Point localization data
****

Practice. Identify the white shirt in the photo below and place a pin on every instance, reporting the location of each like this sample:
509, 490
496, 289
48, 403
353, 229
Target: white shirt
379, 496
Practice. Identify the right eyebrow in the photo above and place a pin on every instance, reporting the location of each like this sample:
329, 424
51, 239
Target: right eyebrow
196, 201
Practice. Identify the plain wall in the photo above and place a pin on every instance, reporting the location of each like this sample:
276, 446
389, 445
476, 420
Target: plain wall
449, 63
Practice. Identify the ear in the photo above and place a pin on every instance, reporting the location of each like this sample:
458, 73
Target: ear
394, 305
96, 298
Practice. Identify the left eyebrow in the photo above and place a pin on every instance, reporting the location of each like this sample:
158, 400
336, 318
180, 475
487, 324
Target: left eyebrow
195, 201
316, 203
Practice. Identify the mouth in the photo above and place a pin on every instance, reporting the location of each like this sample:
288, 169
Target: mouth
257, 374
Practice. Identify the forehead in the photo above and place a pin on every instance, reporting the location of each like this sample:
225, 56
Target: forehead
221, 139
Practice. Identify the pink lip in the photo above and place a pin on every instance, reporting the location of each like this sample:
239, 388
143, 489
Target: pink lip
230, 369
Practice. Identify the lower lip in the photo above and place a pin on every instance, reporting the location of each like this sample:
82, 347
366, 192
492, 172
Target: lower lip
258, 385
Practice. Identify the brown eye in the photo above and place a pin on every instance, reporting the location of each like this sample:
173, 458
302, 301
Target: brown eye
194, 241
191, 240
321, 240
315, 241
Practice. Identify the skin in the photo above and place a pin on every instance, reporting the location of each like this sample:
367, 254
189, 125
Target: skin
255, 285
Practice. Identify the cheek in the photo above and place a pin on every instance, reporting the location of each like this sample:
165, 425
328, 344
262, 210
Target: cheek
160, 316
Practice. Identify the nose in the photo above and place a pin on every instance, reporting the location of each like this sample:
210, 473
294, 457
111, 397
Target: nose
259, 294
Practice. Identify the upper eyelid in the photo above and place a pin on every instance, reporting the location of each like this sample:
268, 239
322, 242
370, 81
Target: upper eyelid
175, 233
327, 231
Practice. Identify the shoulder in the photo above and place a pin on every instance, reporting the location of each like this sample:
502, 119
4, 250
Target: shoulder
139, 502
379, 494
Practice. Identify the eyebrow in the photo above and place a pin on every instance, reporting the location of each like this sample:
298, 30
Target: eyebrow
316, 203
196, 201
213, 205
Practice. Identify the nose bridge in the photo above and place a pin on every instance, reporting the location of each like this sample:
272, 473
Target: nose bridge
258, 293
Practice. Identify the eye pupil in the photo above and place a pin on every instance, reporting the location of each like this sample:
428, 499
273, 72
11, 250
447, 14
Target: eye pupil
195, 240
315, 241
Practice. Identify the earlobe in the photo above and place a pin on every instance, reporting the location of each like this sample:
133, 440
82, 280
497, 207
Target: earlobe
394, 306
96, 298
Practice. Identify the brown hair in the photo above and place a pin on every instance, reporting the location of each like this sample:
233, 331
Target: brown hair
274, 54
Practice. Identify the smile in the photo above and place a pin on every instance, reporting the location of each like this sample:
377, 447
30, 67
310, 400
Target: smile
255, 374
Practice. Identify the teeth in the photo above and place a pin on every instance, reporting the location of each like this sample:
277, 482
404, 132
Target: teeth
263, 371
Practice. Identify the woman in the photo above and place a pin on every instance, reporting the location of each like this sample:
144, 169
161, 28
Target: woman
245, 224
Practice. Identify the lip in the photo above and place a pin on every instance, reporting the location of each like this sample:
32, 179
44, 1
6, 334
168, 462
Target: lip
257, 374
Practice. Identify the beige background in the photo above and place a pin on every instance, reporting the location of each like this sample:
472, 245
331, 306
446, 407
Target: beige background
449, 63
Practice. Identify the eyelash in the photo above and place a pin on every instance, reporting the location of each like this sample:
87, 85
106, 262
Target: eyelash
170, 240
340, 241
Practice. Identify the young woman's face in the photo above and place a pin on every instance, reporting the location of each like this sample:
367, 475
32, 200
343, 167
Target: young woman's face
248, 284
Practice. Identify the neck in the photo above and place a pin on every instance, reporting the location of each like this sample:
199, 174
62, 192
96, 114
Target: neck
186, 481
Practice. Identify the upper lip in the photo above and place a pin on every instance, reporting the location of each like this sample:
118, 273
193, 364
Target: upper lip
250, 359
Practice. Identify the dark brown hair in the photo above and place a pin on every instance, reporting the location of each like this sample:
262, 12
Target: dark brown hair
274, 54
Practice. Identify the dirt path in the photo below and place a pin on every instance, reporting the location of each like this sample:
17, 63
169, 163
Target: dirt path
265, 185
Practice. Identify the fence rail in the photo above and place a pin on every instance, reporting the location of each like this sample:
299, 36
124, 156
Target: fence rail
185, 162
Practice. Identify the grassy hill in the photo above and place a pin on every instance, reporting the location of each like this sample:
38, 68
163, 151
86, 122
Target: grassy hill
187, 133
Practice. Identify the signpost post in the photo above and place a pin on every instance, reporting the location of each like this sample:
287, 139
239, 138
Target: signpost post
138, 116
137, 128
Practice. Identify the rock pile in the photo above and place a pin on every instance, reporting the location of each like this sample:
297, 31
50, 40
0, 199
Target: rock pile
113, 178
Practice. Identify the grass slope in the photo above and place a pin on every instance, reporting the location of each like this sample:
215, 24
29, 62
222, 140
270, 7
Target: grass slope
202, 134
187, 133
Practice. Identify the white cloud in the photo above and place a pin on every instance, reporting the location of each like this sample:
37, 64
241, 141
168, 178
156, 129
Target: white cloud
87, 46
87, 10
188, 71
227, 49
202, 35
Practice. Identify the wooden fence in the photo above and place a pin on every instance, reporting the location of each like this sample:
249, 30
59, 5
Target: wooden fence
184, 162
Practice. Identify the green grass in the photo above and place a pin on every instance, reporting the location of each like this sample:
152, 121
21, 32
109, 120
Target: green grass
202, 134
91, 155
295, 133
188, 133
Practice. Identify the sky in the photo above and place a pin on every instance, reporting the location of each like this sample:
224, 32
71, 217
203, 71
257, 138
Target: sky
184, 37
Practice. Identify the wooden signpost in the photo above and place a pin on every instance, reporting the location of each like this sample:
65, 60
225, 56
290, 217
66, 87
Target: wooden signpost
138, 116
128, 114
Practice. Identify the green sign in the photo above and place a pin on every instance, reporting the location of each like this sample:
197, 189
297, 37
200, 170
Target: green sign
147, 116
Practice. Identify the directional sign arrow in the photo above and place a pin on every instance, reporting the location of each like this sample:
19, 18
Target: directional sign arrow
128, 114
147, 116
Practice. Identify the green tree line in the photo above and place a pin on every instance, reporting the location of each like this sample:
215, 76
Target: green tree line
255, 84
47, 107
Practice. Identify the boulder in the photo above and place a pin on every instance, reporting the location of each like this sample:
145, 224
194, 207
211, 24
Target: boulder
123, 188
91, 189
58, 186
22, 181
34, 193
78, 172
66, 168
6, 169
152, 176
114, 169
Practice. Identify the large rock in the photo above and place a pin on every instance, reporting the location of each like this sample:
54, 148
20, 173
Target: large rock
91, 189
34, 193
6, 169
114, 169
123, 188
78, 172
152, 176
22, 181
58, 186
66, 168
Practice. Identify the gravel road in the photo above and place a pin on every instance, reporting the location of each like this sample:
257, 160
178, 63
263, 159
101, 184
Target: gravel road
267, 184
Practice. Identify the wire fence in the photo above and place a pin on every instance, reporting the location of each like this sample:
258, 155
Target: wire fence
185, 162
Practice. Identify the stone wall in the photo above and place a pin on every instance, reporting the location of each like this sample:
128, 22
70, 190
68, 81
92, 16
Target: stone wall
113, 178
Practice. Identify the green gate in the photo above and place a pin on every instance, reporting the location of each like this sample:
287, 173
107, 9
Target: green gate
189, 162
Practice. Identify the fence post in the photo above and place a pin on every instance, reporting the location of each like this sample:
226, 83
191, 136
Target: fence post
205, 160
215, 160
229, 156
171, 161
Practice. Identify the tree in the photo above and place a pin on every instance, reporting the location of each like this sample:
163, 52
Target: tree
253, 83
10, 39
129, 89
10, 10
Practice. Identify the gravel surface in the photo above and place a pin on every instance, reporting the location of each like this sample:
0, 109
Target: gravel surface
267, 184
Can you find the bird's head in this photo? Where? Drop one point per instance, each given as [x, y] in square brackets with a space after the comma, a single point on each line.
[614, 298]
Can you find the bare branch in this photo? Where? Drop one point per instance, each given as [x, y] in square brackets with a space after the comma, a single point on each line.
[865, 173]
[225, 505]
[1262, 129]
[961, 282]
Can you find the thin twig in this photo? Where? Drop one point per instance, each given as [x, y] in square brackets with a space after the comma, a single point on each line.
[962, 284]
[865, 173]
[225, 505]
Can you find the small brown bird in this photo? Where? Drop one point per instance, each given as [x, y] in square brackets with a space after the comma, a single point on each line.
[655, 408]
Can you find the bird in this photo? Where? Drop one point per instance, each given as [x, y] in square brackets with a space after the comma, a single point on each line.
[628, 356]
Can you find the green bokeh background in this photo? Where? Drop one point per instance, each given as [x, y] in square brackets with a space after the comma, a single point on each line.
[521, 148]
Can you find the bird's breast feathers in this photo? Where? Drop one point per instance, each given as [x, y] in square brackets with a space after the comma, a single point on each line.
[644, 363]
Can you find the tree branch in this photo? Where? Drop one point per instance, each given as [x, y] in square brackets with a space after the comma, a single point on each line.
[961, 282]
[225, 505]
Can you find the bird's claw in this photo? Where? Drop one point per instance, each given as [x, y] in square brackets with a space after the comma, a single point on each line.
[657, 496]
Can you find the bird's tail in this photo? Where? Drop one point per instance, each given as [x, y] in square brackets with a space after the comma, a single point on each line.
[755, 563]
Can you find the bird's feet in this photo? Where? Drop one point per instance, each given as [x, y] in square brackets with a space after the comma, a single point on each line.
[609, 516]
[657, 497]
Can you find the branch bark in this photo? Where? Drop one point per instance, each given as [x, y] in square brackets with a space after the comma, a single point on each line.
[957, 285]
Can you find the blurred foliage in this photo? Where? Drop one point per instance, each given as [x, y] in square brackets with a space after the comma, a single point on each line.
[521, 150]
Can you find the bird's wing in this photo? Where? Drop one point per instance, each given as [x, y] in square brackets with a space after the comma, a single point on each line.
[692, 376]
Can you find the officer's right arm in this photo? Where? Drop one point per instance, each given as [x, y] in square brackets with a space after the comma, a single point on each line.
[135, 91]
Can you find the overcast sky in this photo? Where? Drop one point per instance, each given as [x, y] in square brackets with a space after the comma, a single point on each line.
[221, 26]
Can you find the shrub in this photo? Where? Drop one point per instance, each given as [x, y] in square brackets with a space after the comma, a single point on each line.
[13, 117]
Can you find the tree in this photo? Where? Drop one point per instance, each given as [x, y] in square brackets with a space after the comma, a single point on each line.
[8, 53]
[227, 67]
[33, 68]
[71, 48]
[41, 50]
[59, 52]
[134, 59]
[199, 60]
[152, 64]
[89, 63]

****

● EXERCISE OBJECTIVE
Which lines of the records above contain the word "below"? Copy each of them.

● SOLUTION FOR THIS PROBLEM
Practice. Identify the white shirt in the photo below and place a pin on every instance, reporting the location of each like this sample:
Practice. Identify the dirt path in the photo below and place a pin on every instance, reporting the location of each like this sample:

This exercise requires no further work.